--- BEGIN SOURCE RECORDS ---
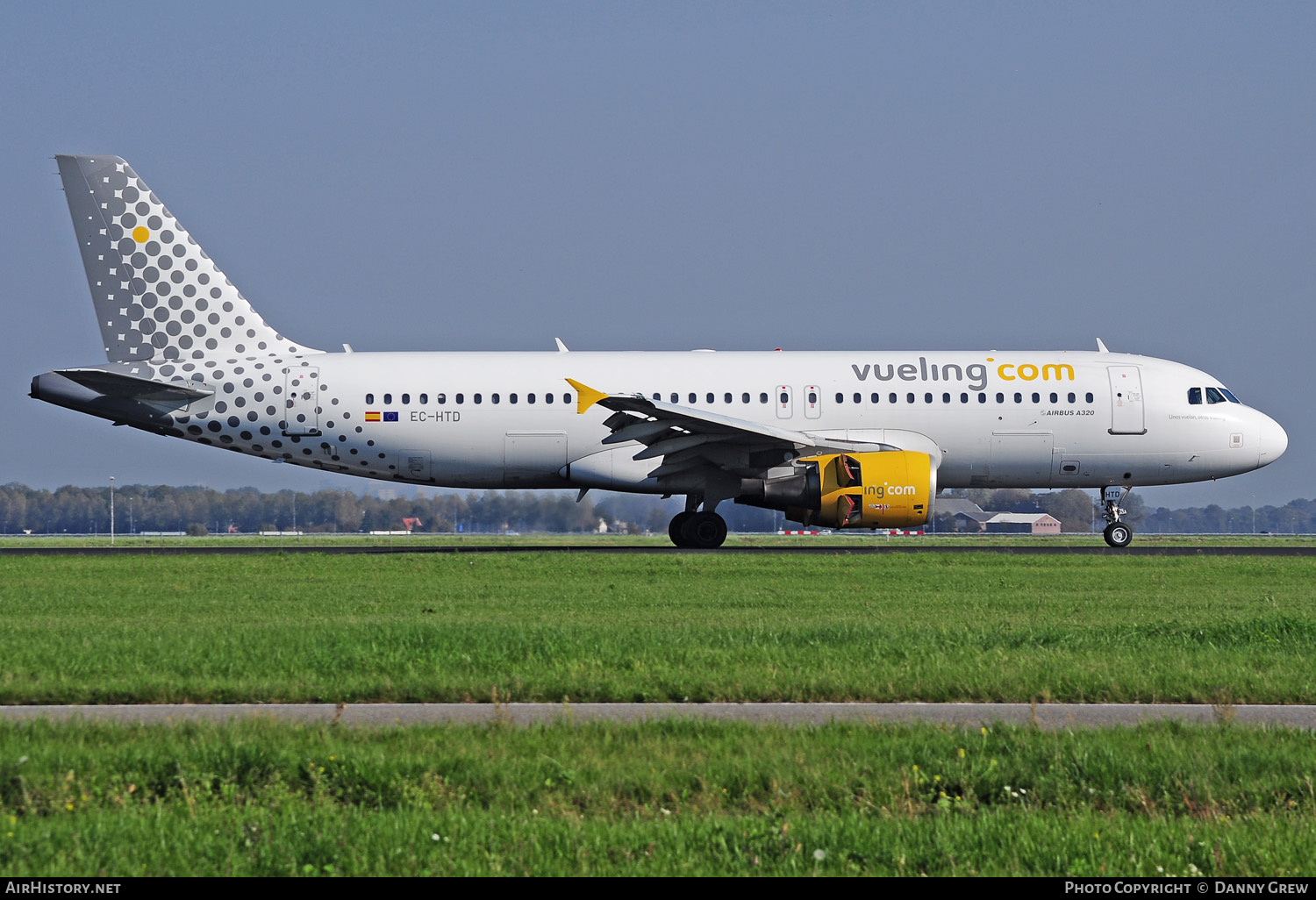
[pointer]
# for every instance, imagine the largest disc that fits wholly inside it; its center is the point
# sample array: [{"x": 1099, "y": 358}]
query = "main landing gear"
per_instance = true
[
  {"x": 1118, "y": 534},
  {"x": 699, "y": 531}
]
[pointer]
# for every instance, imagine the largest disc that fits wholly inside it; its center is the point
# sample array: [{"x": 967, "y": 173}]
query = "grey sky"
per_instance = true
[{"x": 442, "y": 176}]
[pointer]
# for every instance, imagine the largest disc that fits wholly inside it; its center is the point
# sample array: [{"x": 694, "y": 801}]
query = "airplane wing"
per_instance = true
--- END SOURCE RECORDS ---
--- BEGIN SOURCE RECORDS ---
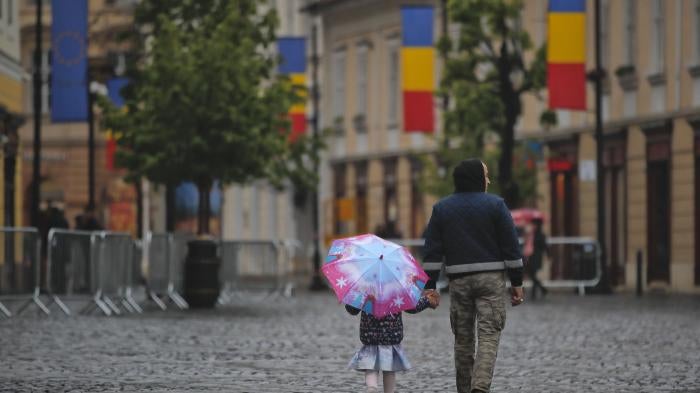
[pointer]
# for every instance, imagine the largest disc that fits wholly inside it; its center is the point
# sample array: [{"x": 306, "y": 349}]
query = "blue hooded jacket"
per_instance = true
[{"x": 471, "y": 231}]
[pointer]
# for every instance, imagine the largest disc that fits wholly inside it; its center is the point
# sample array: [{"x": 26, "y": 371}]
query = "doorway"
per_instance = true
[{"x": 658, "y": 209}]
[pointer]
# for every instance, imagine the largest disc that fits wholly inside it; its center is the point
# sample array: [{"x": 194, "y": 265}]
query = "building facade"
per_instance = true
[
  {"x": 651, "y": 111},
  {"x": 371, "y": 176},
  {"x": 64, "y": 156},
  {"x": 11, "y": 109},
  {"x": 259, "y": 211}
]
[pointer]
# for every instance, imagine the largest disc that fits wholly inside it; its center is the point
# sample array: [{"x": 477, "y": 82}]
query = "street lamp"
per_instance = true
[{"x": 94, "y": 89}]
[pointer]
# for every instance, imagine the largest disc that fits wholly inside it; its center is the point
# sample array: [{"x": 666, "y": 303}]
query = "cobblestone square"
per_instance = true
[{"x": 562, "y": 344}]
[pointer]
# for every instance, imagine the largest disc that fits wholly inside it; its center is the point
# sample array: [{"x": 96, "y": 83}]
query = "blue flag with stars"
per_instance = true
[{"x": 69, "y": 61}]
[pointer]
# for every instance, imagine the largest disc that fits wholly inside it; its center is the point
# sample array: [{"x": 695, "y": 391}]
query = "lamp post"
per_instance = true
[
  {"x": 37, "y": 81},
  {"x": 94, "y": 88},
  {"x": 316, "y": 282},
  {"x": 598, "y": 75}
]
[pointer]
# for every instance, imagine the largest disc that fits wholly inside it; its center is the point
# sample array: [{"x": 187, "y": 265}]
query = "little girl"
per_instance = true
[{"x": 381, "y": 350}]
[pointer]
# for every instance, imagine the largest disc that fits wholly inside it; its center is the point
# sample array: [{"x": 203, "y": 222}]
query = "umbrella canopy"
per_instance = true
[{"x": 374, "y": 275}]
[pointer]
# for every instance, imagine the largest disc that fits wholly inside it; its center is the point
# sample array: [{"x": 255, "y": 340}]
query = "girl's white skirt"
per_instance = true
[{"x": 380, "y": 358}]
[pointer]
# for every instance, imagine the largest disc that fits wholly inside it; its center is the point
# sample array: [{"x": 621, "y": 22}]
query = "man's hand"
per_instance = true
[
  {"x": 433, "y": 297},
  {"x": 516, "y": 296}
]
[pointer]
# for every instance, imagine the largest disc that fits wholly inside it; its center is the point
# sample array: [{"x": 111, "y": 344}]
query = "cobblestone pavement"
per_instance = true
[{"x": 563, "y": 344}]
--- END SOURCE RECORDS ---
--- BEGIN SOURCE RECORDS ---
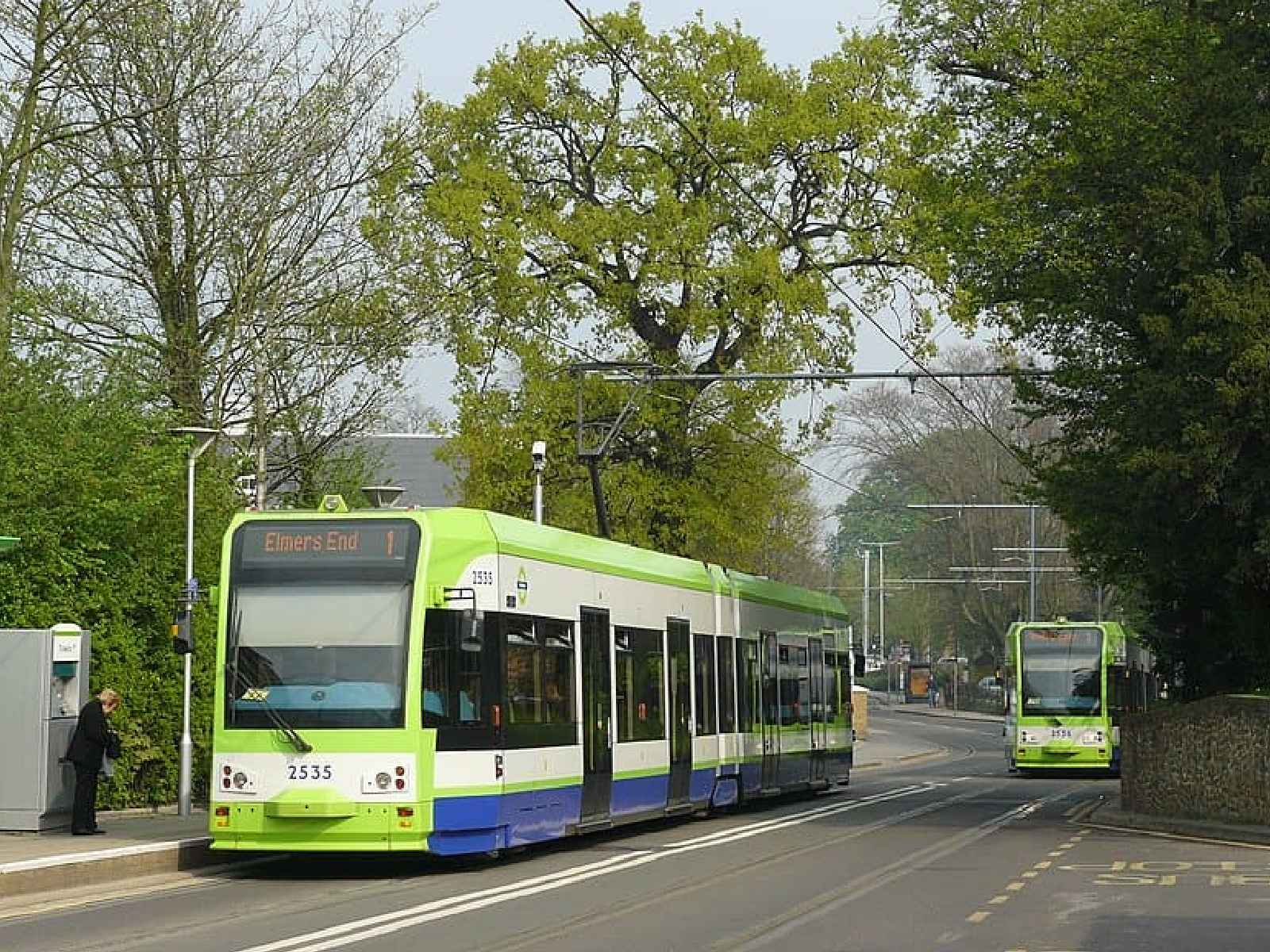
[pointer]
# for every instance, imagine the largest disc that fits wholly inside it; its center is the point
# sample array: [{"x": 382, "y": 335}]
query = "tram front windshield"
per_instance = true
--- END SOURCE RECORDS ---
Please state how many lines of the records above contain the string "cobblestone", giving only the number.

THE COMPLETED TASK
2